#### Görev:
Okuma metninde "Cumhurbaşkanı Erdoğan ile" ifadesinden "da dillendirilmeye başladı." ifadesine kadar uzanan bölümü hiçbir değişiklik yapmadan geri verin.

Epey zamandır Gazze’deki zulmün biteceği umudumuzu dile getiriyoruz.
Cumhurbaşkanı Erdoğan ile ABD Başkanı Trump’ın NATO’da yaptığı görüşme sonrası yaşanan gelişmeler, bu beklentimizi teyit etmekte.
Trump “Haftaya ateşkes olabilir” derken, daha önce Hamas ile ABD arasında uzlaşılan Gazze’yi bölge ülkelerinden teşekkül eden bir konsorsiyumun yönetmesi fikri, İsrail medyasında da dillendirilmeye başladı.
Plana göre, Gazze’ye saldırılar iki hafta içinde bitecek, Hamas liderleri başka ülkelere gönderilecek, rehineler serbest bırakılacak ve İsrail, gelecekte iki devletli çözümü kabul edecek.
Nitekim, Cumhurbaşkanı Erdoğan’ın, NATO dönüşü “Çözüm önerilerimizi Trump’a aktardık, olumlu yaklaştı. Gazze özgür olacak ve özgürce yaşayacak” sözleri sonrası aylardır aç ve susuz milyonlarca Gazzeliye gıda yardımları da ulaşmaya başladı.
***
Daha geçen hafta bile “Netanyahu gidici” dediğimiz için üzerimize çemkirenleri, Trump’ın ikircikli politikasını gerekçe göstererek, hayal gördüğümüzü zannedenleri bir kenara koyuyorum…
Zira onlar, El Kassam’ın İsrail’e planörlerle girerek (!) yapmalarına izin verilen 7 Ekim saldırılarının yanlış olduğunu, İran tarafından (İngiliz parmağını da göz ardı etmeyelim) tuzağa düşürüldüklerini, bunun Gazze için kıyım ve felaket getireceğini söylediğimizde de aynısını yapıyorlardı.
İran’a toz kondurmuyorlardı…
Hatta İran’ı kahramanlaştırıp, tuzağa düşmeyen kendi ülkelerini, kendi devletlerini, yani Türkiye’mizi hedef alıyorlardı (!)
Nitekim aynısını Suriye devriminde de yaptılar. Türkiye’nin desteklediği muhalif grupların zaferini, İran’a alan kaybettirdiği için çıldırırcasına eleştirdiler.
Hep söylerim, Türkiye’de problem sadece Batı’nın mankurtlaştırdığı mandacılar değil, bunlar da ayrı vakıa…
Kendileri, hep bir ağızdan, İsrail’in, Gazze’ye adım atar atmaz tünellerde boğulacağını savunuyorlardı.

#### Verilen malzeme:
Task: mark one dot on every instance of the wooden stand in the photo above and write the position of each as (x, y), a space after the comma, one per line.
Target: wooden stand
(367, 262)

#### Alıştırma yanıtı:
Cumhurbaşkanı Erdoğan ile ABD Başkanı Trump’ın NATO’da yaptığı görüşme sonrası yaşanan gelişmeler, bu beklentimizi teyit etmekte.
Trump “Haftaya ateşkes olabilir” derken, daha önce Hamas ile ABD arasında uzlaşılan Gazze’yi bölge ülkelerinden teşekkül eden bir konsorsiyumun yönetmesi fikri, İsrail medyasında da dillendirilmeye başladı.